## PASSAGE SHOWN
Flash and JavaScript are required for this feature.

Download the video from Internet Archive.

## Description

Professor Strang describes in detail orthogonal vectors and matrices and subspaces. He explains Gram-Schmidt orthogonalization, as well as the Least Squares method for line fitting and non-square matrices.

**Slides Used in this Video:** Slides 15 through 19

**Instructor:** Gilbert Strang

Part 3: Orthogonal Vectors

GILBERT STRANG: OK, ready for part three of this vision of linear algebra. So the key word in part three is orthogonal, which again means perpendicular. So we have perpendicular vectors. We can imagine those.

We have something called orthogonal matrices. That's when-- I've got one here. An orthogonal matrix is when we have these columns. I'm always going to use the letter Q for an orthogonal matrix. And I look at its columns, and every column is perpendicular to every other column.

So I don't just have two perpendicular vectors going like this. I have n of them because I'm in n dimensions. And you just imagine xyz axes or xyzw axes, go up to 4D for relativity, go up to 8D for string theory, 8 dimensions. We just have vectors. After all, it's just this row of numbers or a column of numbers.

And we can decide when things are perpendicular by that test. Like say the test for Q1 to be perpendicular to Qn is that row times that column. When I say times, I mean dot product, multiply every pair. Q1 transpose Qn gives that 0 up there. So the columns are perpendicular. And those matrices are the best to compute with. And again, they're called Q.

And one way to, a quick matrix way, because there's always a matrix way to explain something, and you'll see how quick it is here. This business of having columns that are perpendicular to each other, and actually, I'm going to make those lengths of all those column vectors all 1, just to sort of normalize it. Then all that's expressed by, if I multiply Q transpose by Q, I'm taking all those dot products, and I'm getting 1s when it's Q against itself. And I'm getting 0s when it's one 1 Q versus another Q.

And again, just think of three perpendicular axes. Those directions are the Q1, Q2, Q3. OK? So we really want to compute with those. Here's an example. Well, that has just two perpendicular axes. I didn't have space for the third one.

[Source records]
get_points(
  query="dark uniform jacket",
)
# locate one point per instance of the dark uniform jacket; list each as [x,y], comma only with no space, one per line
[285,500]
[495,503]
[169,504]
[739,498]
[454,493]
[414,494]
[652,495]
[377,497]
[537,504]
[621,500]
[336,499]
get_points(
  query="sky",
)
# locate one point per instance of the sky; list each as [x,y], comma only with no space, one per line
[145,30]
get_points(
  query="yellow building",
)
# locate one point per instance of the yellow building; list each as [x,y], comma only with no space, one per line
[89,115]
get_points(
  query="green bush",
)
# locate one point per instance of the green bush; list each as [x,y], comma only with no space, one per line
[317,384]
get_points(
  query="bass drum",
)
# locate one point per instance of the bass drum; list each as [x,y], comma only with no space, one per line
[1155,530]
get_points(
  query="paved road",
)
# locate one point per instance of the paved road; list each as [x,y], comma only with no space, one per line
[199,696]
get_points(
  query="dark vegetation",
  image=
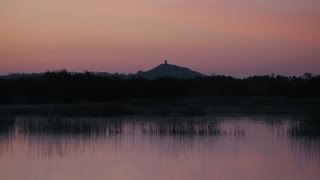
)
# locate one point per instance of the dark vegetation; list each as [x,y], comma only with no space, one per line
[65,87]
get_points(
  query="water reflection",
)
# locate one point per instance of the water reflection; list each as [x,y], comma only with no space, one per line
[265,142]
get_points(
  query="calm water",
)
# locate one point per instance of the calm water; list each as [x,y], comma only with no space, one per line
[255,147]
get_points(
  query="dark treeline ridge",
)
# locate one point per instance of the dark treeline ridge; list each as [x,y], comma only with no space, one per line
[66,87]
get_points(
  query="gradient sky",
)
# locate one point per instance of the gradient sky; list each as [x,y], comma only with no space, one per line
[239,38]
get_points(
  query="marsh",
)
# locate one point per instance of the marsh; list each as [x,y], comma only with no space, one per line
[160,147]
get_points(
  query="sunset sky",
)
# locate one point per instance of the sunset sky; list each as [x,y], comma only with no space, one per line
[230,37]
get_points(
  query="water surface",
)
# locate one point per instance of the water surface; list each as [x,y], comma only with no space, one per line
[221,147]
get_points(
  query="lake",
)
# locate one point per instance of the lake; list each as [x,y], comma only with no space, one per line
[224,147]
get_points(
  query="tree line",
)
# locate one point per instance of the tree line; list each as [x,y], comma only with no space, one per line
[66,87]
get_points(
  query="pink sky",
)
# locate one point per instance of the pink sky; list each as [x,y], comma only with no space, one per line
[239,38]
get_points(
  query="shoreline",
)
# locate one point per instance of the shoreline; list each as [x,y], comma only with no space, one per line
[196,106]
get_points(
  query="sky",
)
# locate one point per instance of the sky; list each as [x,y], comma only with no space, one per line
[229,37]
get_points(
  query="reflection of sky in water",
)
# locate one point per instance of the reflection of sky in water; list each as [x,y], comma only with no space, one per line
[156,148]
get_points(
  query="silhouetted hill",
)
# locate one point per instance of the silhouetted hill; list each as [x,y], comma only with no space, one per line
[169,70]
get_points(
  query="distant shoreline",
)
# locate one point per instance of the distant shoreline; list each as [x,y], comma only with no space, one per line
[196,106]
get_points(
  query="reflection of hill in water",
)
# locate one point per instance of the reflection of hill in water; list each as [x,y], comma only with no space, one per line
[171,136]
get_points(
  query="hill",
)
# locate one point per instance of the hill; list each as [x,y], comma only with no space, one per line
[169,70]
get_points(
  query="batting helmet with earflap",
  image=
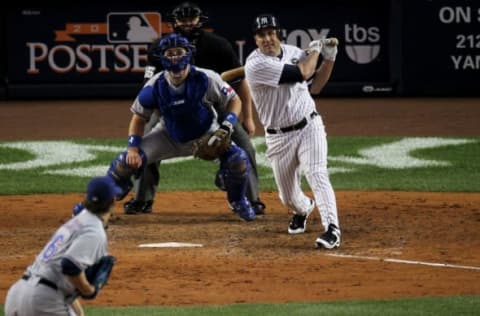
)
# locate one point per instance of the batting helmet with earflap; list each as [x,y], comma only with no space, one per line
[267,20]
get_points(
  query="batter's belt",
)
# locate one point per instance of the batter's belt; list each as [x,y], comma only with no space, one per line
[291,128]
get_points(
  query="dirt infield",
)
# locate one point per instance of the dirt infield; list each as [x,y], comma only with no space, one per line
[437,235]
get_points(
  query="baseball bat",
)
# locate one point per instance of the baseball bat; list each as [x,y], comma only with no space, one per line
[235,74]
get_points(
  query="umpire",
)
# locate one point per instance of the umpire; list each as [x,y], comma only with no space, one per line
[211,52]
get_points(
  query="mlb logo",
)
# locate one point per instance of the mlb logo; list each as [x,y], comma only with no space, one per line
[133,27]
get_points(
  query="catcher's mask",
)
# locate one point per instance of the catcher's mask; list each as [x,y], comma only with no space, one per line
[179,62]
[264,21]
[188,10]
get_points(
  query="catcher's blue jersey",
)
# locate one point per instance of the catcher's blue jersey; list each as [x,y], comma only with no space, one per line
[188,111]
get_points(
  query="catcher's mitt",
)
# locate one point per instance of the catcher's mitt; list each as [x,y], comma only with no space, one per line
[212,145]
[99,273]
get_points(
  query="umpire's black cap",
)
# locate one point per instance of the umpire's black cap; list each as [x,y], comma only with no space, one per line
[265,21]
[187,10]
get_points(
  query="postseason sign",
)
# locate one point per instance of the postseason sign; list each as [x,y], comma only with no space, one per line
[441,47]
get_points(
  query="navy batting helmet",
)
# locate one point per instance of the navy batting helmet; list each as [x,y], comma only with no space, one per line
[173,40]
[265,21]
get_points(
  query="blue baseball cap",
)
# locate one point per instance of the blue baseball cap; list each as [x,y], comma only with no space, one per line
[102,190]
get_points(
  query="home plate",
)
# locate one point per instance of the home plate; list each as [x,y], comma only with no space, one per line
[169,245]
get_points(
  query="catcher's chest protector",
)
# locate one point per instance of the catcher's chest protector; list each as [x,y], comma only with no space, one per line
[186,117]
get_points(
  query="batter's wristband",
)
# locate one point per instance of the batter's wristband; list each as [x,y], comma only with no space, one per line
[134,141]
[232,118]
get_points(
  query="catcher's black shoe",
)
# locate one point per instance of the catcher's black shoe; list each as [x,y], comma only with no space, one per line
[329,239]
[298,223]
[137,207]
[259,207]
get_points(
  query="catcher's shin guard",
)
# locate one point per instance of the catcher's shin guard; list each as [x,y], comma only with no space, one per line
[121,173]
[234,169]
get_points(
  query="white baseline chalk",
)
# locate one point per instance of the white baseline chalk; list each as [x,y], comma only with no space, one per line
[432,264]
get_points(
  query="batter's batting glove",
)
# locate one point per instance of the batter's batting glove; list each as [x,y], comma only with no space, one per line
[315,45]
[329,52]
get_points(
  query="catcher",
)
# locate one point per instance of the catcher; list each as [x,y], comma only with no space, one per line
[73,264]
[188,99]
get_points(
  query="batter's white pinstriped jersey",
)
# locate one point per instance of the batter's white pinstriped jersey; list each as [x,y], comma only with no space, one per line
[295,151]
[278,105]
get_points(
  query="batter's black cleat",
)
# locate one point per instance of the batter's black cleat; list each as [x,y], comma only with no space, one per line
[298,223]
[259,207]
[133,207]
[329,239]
--
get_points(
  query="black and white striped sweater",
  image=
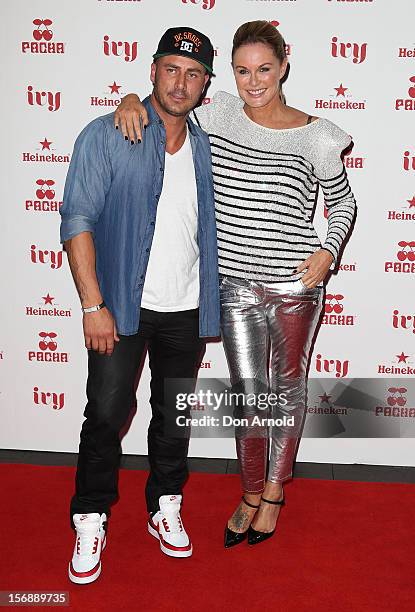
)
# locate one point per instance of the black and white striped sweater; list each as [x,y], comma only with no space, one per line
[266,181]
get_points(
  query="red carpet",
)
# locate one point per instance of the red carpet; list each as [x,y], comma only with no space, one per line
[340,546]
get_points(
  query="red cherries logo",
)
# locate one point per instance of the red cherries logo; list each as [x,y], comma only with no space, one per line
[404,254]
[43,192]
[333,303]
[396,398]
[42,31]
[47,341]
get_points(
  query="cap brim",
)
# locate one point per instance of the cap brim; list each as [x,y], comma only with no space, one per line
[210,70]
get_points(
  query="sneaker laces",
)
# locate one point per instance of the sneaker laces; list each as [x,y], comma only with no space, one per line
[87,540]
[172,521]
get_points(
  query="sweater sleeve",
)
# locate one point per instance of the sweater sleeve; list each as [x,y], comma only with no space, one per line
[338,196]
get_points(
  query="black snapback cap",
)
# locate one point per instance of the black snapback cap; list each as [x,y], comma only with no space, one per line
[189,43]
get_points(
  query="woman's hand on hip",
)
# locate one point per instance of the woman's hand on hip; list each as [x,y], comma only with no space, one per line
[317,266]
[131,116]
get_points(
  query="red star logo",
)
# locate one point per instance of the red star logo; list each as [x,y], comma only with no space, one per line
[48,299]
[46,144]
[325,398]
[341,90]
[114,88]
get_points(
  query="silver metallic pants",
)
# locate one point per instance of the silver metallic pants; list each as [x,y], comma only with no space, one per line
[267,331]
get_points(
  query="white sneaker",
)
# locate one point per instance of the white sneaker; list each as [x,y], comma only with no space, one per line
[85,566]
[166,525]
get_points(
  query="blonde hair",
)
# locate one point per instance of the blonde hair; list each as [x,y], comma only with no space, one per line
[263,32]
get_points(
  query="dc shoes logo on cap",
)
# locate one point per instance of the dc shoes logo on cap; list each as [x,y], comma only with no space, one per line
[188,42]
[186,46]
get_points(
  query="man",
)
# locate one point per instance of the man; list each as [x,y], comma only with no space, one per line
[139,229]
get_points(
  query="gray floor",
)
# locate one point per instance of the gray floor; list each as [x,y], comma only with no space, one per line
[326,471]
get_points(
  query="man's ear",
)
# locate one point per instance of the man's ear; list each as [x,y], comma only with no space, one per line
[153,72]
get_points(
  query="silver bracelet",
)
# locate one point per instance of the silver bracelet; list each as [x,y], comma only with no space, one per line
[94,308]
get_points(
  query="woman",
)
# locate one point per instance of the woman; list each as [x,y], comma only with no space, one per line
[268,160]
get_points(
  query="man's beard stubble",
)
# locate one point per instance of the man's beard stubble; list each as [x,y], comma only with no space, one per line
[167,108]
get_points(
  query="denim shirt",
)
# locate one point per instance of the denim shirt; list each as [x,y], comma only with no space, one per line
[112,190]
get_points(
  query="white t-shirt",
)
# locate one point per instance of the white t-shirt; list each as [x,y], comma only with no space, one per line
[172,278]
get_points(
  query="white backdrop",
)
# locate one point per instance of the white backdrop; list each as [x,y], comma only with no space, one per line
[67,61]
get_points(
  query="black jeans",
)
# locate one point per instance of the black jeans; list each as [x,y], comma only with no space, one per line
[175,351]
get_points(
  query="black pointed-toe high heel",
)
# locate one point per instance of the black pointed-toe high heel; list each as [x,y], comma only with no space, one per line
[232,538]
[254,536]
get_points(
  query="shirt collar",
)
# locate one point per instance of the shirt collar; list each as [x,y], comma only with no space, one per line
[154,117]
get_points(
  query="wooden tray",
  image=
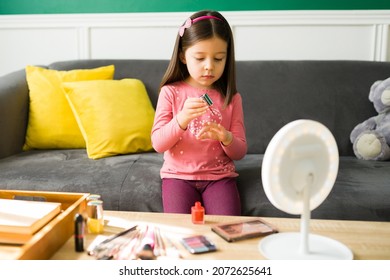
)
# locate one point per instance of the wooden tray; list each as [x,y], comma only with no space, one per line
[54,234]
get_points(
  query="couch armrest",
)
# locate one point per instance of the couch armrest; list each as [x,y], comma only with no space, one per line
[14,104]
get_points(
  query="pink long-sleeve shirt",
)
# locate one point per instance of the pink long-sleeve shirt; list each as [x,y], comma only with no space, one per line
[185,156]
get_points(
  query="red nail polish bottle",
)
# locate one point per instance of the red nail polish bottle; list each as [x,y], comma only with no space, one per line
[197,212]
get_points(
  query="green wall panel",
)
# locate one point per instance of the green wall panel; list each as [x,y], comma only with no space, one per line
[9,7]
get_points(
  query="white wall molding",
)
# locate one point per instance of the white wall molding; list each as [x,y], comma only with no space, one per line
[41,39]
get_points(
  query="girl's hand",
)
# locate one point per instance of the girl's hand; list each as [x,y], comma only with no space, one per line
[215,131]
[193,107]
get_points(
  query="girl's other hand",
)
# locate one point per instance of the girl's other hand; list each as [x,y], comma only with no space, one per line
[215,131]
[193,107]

## TASK OBJECTIVE
Write out the passage of the orthogonal vectors lecture from "Part 3: Orthogonal" up to and including "can imagine those.", word for word. The records come from a separate source, unrelated to the orthogonal vectors lecture.

## WRITTEN ANSWER
Part 3: Orthogonal Vectors

GILBERT STRANG: OK, ready for part three of this vision of linear algebra. So the key word in part three is orthogonal, which again means perpendicular. So we have perpendicular vectors. We can imagine those.